'''

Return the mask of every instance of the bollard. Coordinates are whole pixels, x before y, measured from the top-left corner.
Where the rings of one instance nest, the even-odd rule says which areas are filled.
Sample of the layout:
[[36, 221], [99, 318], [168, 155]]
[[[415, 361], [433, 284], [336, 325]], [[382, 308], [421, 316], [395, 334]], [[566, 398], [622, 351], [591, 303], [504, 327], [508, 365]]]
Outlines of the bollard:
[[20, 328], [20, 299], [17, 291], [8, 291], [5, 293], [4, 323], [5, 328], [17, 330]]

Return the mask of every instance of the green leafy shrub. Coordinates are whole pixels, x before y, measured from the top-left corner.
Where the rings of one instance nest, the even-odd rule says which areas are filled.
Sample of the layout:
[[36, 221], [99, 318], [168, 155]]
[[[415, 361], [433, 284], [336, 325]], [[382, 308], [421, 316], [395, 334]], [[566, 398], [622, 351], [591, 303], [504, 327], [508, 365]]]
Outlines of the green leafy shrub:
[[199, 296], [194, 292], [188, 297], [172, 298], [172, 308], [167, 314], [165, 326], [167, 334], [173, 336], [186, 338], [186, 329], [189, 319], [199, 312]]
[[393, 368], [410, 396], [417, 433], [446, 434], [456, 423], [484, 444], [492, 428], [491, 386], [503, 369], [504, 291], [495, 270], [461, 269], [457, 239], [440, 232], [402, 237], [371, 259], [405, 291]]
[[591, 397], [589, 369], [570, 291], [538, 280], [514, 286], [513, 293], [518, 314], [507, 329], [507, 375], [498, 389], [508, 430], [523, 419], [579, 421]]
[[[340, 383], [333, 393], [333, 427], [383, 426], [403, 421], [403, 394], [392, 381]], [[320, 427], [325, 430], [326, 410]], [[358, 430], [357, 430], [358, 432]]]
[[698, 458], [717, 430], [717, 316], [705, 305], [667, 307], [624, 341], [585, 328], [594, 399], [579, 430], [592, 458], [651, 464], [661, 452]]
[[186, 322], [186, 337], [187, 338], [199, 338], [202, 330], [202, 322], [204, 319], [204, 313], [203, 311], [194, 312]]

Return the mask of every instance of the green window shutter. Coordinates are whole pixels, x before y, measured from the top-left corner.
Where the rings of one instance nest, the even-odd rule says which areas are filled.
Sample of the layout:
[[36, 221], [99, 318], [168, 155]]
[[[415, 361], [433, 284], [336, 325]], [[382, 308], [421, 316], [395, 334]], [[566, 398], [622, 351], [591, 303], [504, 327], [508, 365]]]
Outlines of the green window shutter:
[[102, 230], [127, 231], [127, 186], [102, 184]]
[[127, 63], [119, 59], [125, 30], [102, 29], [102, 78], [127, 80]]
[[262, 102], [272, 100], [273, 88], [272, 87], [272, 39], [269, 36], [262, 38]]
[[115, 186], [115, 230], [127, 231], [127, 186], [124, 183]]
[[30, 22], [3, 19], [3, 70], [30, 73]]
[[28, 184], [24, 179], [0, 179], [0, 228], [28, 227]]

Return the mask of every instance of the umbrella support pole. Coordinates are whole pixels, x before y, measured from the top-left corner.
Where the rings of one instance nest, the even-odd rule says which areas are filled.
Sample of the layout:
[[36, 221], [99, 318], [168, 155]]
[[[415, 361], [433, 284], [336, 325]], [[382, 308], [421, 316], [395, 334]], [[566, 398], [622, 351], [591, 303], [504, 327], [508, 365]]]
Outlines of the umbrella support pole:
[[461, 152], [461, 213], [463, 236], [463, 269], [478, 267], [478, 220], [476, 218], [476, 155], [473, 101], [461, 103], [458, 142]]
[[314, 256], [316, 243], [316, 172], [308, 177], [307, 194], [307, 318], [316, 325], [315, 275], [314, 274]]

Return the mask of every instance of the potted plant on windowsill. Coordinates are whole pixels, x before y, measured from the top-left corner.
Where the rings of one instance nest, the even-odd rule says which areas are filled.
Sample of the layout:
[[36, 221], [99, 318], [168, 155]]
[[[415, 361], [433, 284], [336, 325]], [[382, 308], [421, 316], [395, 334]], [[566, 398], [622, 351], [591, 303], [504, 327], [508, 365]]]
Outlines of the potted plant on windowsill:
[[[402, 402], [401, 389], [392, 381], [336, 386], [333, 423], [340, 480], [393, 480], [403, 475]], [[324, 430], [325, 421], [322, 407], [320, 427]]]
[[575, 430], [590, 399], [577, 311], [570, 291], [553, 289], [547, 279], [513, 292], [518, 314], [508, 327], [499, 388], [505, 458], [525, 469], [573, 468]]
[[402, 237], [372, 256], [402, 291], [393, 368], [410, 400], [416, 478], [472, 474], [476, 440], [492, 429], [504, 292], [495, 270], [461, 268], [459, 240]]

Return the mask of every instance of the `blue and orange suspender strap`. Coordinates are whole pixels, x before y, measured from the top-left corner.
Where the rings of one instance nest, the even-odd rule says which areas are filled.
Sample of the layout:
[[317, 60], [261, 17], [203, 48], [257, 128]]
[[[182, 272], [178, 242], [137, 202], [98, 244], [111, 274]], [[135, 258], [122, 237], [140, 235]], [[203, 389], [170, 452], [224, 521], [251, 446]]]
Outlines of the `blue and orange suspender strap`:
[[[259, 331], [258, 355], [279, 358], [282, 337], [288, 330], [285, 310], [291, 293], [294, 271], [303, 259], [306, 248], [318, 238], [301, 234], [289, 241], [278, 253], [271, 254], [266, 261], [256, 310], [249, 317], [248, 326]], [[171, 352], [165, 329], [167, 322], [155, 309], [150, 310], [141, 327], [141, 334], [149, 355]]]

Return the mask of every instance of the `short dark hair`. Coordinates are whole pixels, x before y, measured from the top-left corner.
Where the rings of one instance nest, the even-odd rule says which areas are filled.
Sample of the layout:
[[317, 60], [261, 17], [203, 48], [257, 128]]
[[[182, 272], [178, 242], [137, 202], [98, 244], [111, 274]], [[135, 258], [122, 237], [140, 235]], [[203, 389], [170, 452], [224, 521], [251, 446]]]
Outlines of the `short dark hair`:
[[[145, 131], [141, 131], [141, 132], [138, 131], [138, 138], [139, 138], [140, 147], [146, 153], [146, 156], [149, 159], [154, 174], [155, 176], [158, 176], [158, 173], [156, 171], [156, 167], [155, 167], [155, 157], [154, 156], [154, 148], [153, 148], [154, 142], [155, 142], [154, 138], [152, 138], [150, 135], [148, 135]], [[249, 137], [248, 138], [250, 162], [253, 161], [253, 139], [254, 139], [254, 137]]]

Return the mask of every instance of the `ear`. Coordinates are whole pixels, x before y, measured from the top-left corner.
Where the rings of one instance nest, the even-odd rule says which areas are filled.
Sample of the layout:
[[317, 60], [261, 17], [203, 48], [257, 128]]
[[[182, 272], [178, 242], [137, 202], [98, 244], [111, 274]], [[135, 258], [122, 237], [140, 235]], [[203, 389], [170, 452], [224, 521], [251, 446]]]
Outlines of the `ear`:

'''

## WORK TO DO
Reproduce all the items above, swapping "top-left corner" for "upper-left corner" everywhere it occurs and changing nothing else.

## WORKED ANSWER
Return the mask of every instance of the bollard. Coordinates are whole pixels, x before y, measured from the upper-left corner.
Where the rings of one instance nest, the even-odd rule says which areas are filled.
Sample of the layout:
[[36, 221], [99, 318], [168, 155]]
[[[415, 361], [433, 284], [336, 325]], [[382, 308], [421, 316], [395, 334]], [[566, 398], [622, 351], [591, 303], [504, 327], [508, 365]]]
Outlines of the bollard:
[[20, 328], [20, 299], [17, 291], [8, 291], [5, 293], [4, 323], [5, 328], [17, 330]]

Return the mask of every instance of the green leafy shrub. Coordinates are whole pixels, x before y, measured from the upper-left corner.
Where the rings of one instance nest, the even-odd rule says which areas are filled.
Sample of the layout:
[[36, 221], [99, 318], [168, 155]]
[[[415, 361], [433, 284], [336, 325]], [[382, 308], [421, 316], [395, 334]], [[566, 398], [622, 351], [591, 303], [504, 327], [508, 365]]]
Outlines of the green leafy shrub:
[[199, 296], [194, 292], [188, 297], [172, 298], [172, 308], [167, 314], [165, 326], [167, 334], [173, 336], [186, 338], [186, 329], [189, 319], [199, 312]]
[[393, 368], [410, 396], [417, 433], [446, 434], [456, 423], [484, 444], [492, 428], [491, 386], [503, 369], [504, 291], [495, 270], [461, 269], [457, 239], [440, 232], [402, 237], [371, 259], [405, 291]]
[[591, 397], [589, 369], [570, 291], [538, 280], [514, 286], [513, 293], [518, 314], [507, 329], [507, 375], [498, 389], [508, 430], [523, 419], [579, 421]]
[[[340, 383], [333, 393], [333, 427], [383, 426], [403, 421], [403, 394], [392, 381]], [[320, 427], [325, 430], [326, 410]], [[358, 430], [357, 430], [358, 432]]]
[[698, 458], [717, 430], [717, 316], [705, 305], [667, 307], [624, 341], [585, 328], [594, 399], [579, 430], [592, 458], [651, 464], [661, 452]]
[[186, 322], [186, 337], [187, 338], [199, 338], [202, 330], [202, 322], [204, 319], [204, 313], [203, 311], [194, 312]]

Return the mask of every instance of the green window shutter. Coordinates are whole pixels, x before y, measured from the upper-left corner.
Where the rings of one instance nest, the even-odd rule says which areas are filled.
Sample of the layout:
[[36, 221], [99, 318], [168, 155]]
[[[415, 361], [433, 284], [336, 325]], [[382, 308], [421, 316], [395, 334]], [[566, 398], [622, 351], [591, 303], [504, 327], [508, 365]]]
Outlines of the green window shutter:
[[102, 230], [127, 231], [127, 186], [102, 184]]
[[127, 63], [119, 59], [125, 30], [102, 29], [102, 78], [127, 80]]
[[262, 102], [272, 100], [273, 88], [272, 87], [272, 39], [269, 36], [262, 38]]
[[115, 186], [115, 230], [127, 231], [127, 186], [124, 183]]
[[30, 22], [3, 19], [3, 70], [30, 73]]
[[28, 184], [24, 179], [0, 179], [0, 228], [28, 227]]

Return the mask of every instance of the umbrella support pole. Coordinates are whole pixels, x before y, measured from the upper-left corner.
Where the rings of one instance nest, the even-odd rule says which areas are filled.
Sample of the layout:
[[36, 221], [99, 318], [168, 155]]
[[[415, 361], [433, 284], [336, 325]], [[382, 308], [421, 316], [395, 334]], [[566, 398], [622, 351], [591, 303], [504, 327], [508, 365]]]
Outlines of the umbrella support pole:
[[461, 152], [461, 213], [463, 236], [463, 269], [478, 267], [478, 220], [476, 218], [476, 155], [473, 101], [461, 103], [458, 142]]
[[314, 256], [316, 243], [316, 172], [308, 177], [307, 194], [307, 318], [316, 325], [315, 275], [314, 274]]

Return the mask of every instance of the potted plant on windowsill. Coordinates are whole pixels, x before y, measured from the upper-left corner.
Where the rings of one instance nest, the even-odd rule says which areas are filled.
Sample of the layout:
[[36, 221], [99, 318], [168, 155]]
[[[415, 361], [433, 284], [336, 325]], [[382, 308], [421, 316], [395, 334]], [[566, 398], [622, 351], [591, 303], [504, 327], [508, 365]]]
Outlines of the potted plant on windowsill:
[[[402, 402], [401, 389], [392, 381], [336, 386], [333, 423], [340, 480], [393, 480], [403, 475]], [[324, 430], [325, 421], [322, 407], [320, 427]]]
[[575, 430], [590, 399], [577, 311], [570, 291], [553, 289], [547, 279], [513, 292], [518, 314], [508, 327], [499, 388], [505, 458], [525, 469], [573, 468]]
[[402, 237], [372, 256], [402, 291], [393, 368], [410, 400], [416, 478], [472, 474], [476, 440], [492, 429], [504, 292], [495, 270], [461, 268], [459, 240]]

Return the mask of every instance of the `blue and orange suspender strap`. Coordinates are whole pixels, x before y, measured from the upper-left corner.
Where the rings of one instance nest, the even-odd rule says which areas are filled.
Sample of the layout:
[[317, 60], [261, 17], [203, 48], [257, 128]]
[[[182, 272], [178, 242], [137, 202], [98, 244], [111, 274]], [[135, 258], [122, 237], [140, 235]], [[203, 389], [170, 452], [224, 521], [251, 446]]]
Outlines of the `blue and orange suspender strap`:
[[[259, 331], [258, 355], [279, 358], [282, 337], [288, 330], [285, 310], [291, 293], [294, 271], [303, 259], [306, 248], [318, 238], [301, 234], [289, 241], [278, 253], [271, 254], [266, 261], [256, 310], [249, 317], [248, 326]], [[171, 352], [165, 329], [167, 322], [155, 309], [150, 310], [141, 327], [141, 334], [149, 355]]]

Return the mask of every instance of the `short dark hair`. Coordinates are whole pixels, x before y, measured from the upper-left corner.
Where the rings of one instance nest, the even-odd rule says which areas are filled.
Sample of the layout:
[[317, 60], [261, 17], [203, 48], [257, 128]]
[[[182, 272], [178, 242], [137, 202], [98, 244], [111, 274]], [[135, 258], [122, 237], [140, 235]], [[203, 389], [170, 452], [224, 521], [251, 446]]]
Outlines of the `short dark hair`:
[[[145, 131], [141, 131], [141, 132], [138, 131], [138, 138], [139, 138], [140, 147], [146, 153], [146, 156], [149, 159], [154, 174], [155, 176], [158, 176], [158, 173], [156, 171], [156, 167], [155, 167], [155, 157], [154, 156], [154, 148], [153, 148], [154, 142], [155, 142], [154, 138], [152, 138], [150, 135], [148, 135]], [[249, 137], [248, 138], [250, 162], [253, 161], [253, 139], [254, 139], [254, 137]]]

Return the mask of every instance of the `ear`. Coordinates are whole pixels, x before y, measured from the upper-left corner.
Where the rings of one instance nest, the even-odd rule says which areas are filled.
Sample of the layout:
[[317, 60], [261, 17], [203, 48], [257, 128]]
[[[182, 272], [178, 242], [137, 202], [98, 244], [111, 274]], [[135, 258], [122, 237], [140, 235]], [[203, 389], [170, 452], [224, 521], [251, 446]]]
Outlines of the `ear`:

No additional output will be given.